Plan ahead to optimize your supply chain services

If the initial part of the pandemic was a coughing fit, then for supply chain services, now is the time when America is clearing its throat.

“Everything was shut down, then unavailable and then restricted due to the pandemic. Now we’re trying to come out of it,” said Rob Falivene, vice president of supply chain services at Baylor College of Medicine. “It’s going to take longer than people think because of continuing shortages, inflation, negative economic factors and regulation.”

Rob Falivene

Rob Falivene

The global supply chain is congested during the holiday shopping season every year, Falivene said. However, the continued effects of COVID-19 with labor shortages, inflated prices and low inventories, will make finding everyday materials and products even more difficult in the next several months, including for the Baylor community.

In late October, Falivene sent a notice to faculty and staff to assess their material needs and place their orders early. Delays should be expected, as well as some items being out-of-stock before the end of the year. All healthcare institutions, in the Texas Medical Center and beyond, will be dealing with supply shortages for at least six months, Falivene said.

━━━━━━━━━━━━━━━━

* _Assigned task 1_
According to the article on supply chain services, for how long will healthcare institutions be dealing with supply shortages?
* _Assigned task 2_
Take the article on supply chain services further, continuing it from its final sentence in the same formal, reportorial style.
The lines that come next are separate material, unrelated to the article on supply chain services.

* _Stored data entries_
━━━━━━━━━━━━━━━━

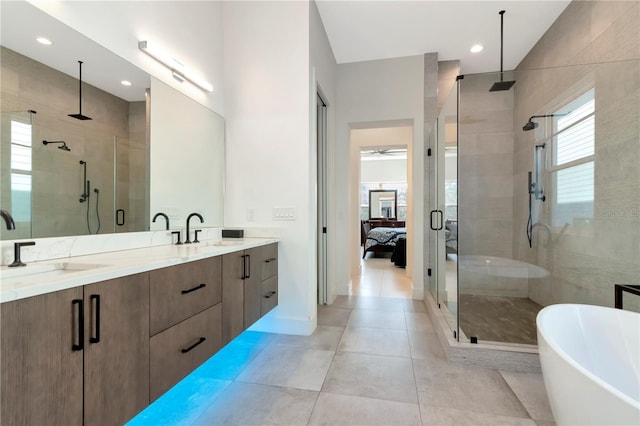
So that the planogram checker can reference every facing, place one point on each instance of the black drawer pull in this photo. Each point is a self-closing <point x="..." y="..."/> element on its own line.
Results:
<point x="80" y="345"/>
<point x="202" y="339"/>
<point x="198" y="287"/>
<point x="96" y="337"/>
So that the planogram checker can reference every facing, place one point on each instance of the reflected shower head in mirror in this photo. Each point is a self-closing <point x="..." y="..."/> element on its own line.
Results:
<point x="63" y="147"/>
<point x="530" y="125"/>
<point x="501" y="85"/>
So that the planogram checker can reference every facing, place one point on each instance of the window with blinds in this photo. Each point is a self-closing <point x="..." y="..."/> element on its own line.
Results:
<point x="21" y="169"/>
<point x="572" y="165"/>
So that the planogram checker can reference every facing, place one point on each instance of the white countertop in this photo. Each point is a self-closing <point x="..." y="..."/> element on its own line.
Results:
<point x="53" y="275"/>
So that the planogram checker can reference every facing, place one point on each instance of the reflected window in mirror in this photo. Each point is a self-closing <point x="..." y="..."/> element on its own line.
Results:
<point x="383" y="204"/>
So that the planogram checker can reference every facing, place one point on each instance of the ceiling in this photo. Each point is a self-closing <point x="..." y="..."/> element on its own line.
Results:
<point x="357" y="31"/>
<point x="369" y="30"/>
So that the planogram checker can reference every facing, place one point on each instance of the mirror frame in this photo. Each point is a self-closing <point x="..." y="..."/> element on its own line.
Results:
<point x="394" y="214"/>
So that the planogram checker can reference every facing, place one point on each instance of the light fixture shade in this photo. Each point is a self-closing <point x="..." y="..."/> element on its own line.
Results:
<point x="167" y="60"/>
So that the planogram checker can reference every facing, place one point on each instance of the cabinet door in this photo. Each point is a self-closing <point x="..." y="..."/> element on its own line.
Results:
<point x="116" y="369"/>
<point x="181" y="291"/>
<point x="182" y="348"/>
<point x="232" y="296"/>
<point x="269" y="295"/>
<point x="252" y="291"/>
<point x="41" y="373"/>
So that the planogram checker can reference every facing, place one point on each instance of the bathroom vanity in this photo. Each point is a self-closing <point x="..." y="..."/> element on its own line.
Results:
<point x="94" y="341"/>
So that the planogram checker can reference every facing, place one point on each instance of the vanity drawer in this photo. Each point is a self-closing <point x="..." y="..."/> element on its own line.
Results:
<point x="269" y="261"/>
<point x="176" y="352"/>
<point x="178" y="292"/>
<point x="269" y="298"/>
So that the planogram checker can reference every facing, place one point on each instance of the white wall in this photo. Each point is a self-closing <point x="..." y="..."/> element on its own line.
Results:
<point x="266" y="68"/>
<point x="392" y="170"/>
<point x="323" y="69"/>
<point x="377" y="94"/>
<point x="189" y="30"/>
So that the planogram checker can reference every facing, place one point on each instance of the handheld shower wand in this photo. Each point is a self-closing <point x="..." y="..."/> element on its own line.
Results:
<point x="87" y="184"/>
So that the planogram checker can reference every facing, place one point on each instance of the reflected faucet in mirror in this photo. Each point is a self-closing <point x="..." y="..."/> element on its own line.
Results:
<point x="8" y="220"/>
<point x="166" y="218"/>
<point x="199" y="216"/>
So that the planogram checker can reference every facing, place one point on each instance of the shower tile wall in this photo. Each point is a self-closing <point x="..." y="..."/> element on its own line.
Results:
<point x="591" y="255"/>
<point x="485" y="183"/>
<point x="57" y="175"/>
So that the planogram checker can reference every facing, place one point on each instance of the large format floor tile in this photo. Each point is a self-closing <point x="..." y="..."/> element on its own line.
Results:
<point x="376" y="341"/>
<point x="530" y="390"/>
<point x="456" y="417"/>
<point x="371" y="361"/>
<point x="442" y="384"/>
<point x="289" y="367"/>
<point x="253" y="404"/>
<point x="334" y="410"/>
<point x="372" y="376"/>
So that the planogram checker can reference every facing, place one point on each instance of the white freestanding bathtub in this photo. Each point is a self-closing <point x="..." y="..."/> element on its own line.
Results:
<point x="590" y="357"/>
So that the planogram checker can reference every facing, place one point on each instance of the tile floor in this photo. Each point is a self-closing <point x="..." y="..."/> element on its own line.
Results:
<point x="371" y="361"/>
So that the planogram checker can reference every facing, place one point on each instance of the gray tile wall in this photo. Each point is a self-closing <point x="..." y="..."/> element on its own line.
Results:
<point x="590" y="256"/>
<point x="57" y="175"/>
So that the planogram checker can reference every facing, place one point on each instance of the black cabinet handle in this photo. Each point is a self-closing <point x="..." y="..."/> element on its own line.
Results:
<point x="202" y="339"/>
<point x="80" y="345"/>
<point x="120" y="217"/>
<point x="96" y="319"/>
<point x="198" y="287"/>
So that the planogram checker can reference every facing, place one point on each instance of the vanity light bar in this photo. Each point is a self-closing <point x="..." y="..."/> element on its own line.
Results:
<point x="167" y="60"/>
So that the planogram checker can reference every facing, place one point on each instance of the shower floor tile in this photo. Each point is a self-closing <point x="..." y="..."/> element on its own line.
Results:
<point x="499" y="319"/>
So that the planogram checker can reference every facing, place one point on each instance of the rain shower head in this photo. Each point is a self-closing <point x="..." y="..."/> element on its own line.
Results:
<point x="501" y="85"/>
<point x="63" y="147"/>
<point x="530" y="125"/>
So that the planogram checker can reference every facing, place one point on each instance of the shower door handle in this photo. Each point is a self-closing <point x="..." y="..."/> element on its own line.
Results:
<point x="120" y="217"/>
<point x="441" y="222"/>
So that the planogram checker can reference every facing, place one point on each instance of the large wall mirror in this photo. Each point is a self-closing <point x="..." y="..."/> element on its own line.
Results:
<point x="383" y="203"/>
<point x="95" y="176"/>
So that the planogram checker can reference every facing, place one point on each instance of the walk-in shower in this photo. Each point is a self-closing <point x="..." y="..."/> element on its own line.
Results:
<point x="577" y="157"/>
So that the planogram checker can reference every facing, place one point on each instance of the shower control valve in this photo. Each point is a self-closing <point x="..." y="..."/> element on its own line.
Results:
<point x="178" y="233"/>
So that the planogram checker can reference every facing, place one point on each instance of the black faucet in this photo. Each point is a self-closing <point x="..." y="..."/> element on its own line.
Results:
<point x="16" y="253"/>
<point x="199" y="216"/>
<point x="8" y="220"/>
<point x="165" y="218"/>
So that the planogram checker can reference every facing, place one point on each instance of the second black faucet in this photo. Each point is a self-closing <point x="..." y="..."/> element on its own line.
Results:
<point x="199" y="216"/>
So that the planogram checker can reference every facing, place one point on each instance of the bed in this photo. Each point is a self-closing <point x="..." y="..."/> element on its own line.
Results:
<point x="382" y="239"/>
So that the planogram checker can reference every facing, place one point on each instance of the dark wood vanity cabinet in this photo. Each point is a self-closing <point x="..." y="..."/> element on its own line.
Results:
<point x="100" y="353"/>
<point x="77" y="355"/>
<point x="250" y="288"/>
<point x="185" y="319"/>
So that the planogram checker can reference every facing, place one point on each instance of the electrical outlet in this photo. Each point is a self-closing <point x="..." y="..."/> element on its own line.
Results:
<point x="284" y="213"/>
<point x="251" y="215"/>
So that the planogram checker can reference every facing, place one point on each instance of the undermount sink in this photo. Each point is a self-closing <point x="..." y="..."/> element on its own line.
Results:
<point x="51" y="269"/>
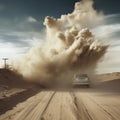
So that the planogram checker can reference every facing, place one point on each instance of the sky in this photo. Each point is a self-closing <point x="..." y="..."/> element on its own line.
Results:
<point x="21" y="25"/>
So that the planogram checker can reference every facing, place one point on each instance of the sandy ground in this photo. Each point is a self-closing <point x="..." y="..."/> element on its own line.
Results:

━━━━━━━━━━━━━━━━

* _Answer area 1_
For at least six months.

* _Answer area 2_
Personal protective equipment (PPE), research materials, lab equipment and testing supplies are the most critical to order early, he added. After those supplies, tech products are considered the scarcest, including hardware, software and telecom items.

In early November, materials management sent a similar advisory about perishable product orders. BCM’s shipping and receiving group cannot store a large volume of product, so deliveries must be forwarded to the departments and accepted within 24 hours to avoid spoilage.

“The pandemic caused availability shortages because manufacturers were not able to keep up with orders; we ran out of all the stock, all the inventory worldwide,” Falivene said. “Now almost two years into it, there are availability shortages as the rest of the supply side cranks back up to manufacture and replenish what we use every single day.”

One of the biggest hurdles in supply chain now is the “log-jam” of cargo ships at ports on the west coast, Falivene said. A full cargo ship can take between five and eight days to unload. In November, there were more than 40 ships anchored off the west coast that need to be unloaded.

Due to this slowdown at various ports, supplies will be constrained for at least another six months, Falivene expects.

In April 2020, Falivene started as a consultant at Baylor to address challenges in supply chain and to ease the procurement of necessary materials needed to battle rising COVID cases.

Four months later, he was hired full-time to take on the task of building Baylor’s supply chain capability from the ground up. Falivene brings three decades of operations, supply chain and procurement experience to the College.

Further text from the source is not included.